RECORDS TO PROCESS:
┌──

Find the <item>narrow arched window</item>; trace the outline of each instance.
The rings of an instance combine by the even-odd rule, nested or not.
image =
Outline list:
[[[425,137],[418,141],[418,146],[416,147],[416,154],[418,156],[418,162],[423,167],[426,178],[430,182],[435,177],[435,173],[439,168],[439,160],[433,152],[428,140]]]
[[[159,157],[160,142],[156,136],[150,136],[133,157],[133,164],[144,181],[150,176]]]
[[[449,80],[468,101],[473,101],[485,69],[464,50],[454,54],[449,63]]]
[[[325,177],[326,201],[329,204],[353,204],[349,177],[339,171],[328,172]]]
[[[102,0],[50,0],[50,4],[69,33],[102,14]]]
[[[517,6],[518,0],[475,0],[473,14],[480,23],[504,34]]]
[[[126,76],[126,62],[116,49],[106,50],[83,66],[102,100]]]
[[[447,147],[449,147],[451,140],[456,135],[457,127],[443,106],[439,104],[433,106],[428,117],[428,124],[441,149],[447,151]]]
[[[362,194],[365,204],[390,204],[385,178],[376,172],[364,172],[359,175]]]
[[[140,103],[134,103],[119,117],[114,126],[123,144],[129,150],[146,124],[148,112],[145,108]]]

└──
┌──

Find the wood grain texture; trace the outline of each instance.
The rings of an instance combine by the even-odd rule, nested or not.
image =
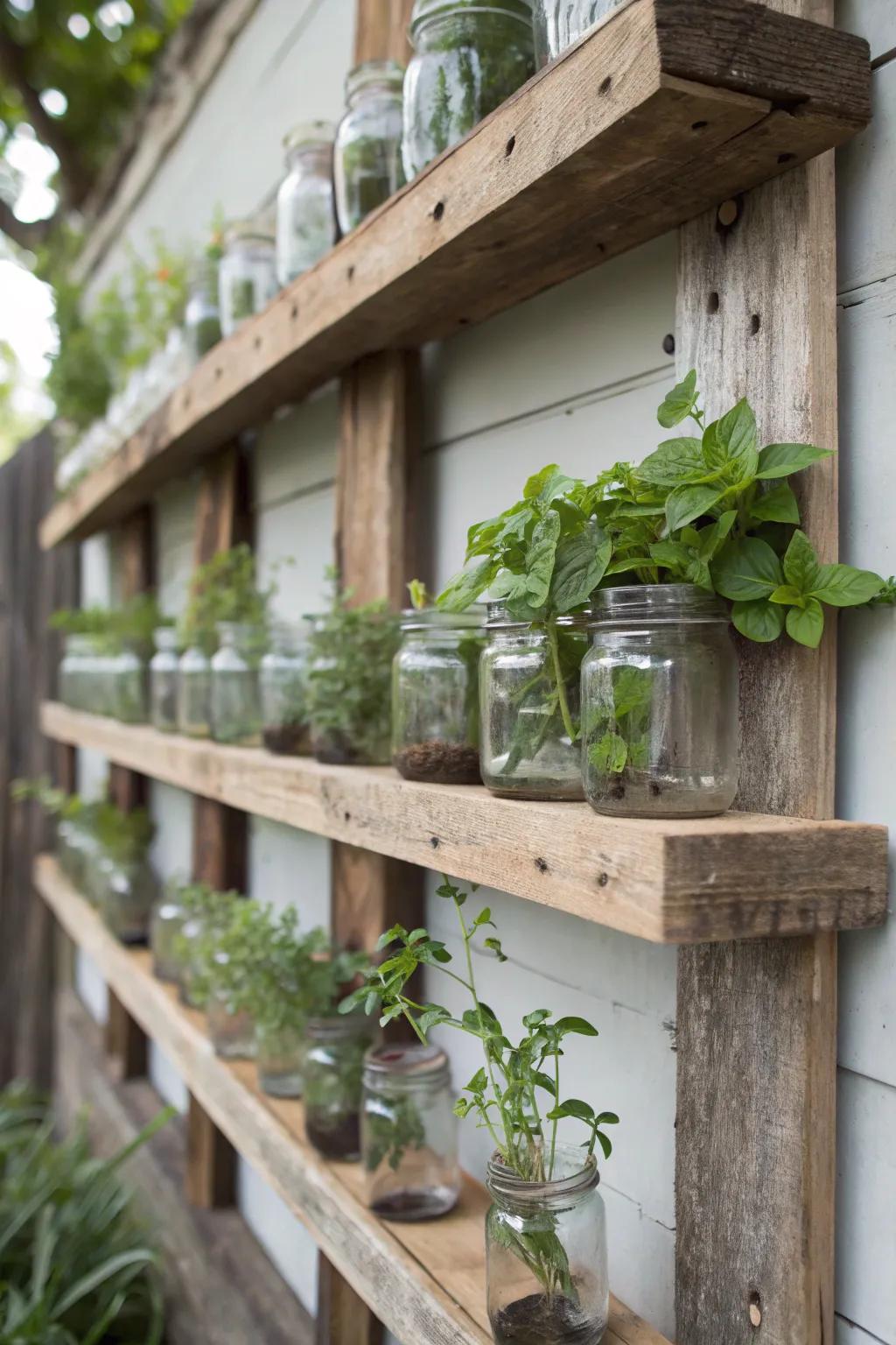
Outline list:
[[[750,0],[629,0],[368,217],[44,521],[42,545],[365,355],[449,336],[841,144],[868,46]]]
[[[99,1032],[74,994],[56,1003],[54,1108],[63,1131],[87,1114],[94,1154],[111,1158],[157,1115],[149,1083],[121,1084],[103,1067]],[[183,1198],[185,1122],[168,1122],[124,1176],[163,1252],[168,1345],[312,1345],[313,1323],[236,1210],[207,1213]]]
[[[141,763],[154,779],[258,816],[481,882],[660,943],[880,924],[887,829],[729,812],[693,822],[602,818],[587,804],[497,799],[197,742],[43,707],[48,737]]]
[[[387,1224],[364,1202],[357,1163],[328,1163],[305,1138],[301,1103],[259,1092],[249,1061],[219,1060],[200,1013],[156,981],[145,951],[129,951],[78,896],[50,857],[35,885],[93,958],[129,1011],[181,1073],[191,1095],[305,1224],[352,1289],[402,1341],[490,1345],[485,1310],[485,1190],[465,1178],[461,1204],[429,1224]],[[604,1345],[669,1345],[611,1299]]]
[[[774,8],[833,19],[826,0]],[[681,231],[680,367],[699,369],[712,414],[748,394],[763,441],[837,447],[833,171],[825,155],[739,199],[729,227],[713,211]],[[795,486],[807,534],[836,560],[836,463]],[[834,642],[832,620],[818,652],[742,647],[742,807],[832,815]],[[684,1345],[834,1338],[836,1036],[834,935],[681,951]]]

└──

SHORT EXERCISE:
Pull out every line in the entries above that contains the string "instance".

OUTPUT OF THE EXERCISE:
Find the <item>narrow arched window</item>; trace the outline of each instance.
The rings of an instance combine by the even-odd rule, nested or not.
Find the wood grain texture; trace the outline of each instance.
The rings of an instance combine by the even-odd rule, nested or not.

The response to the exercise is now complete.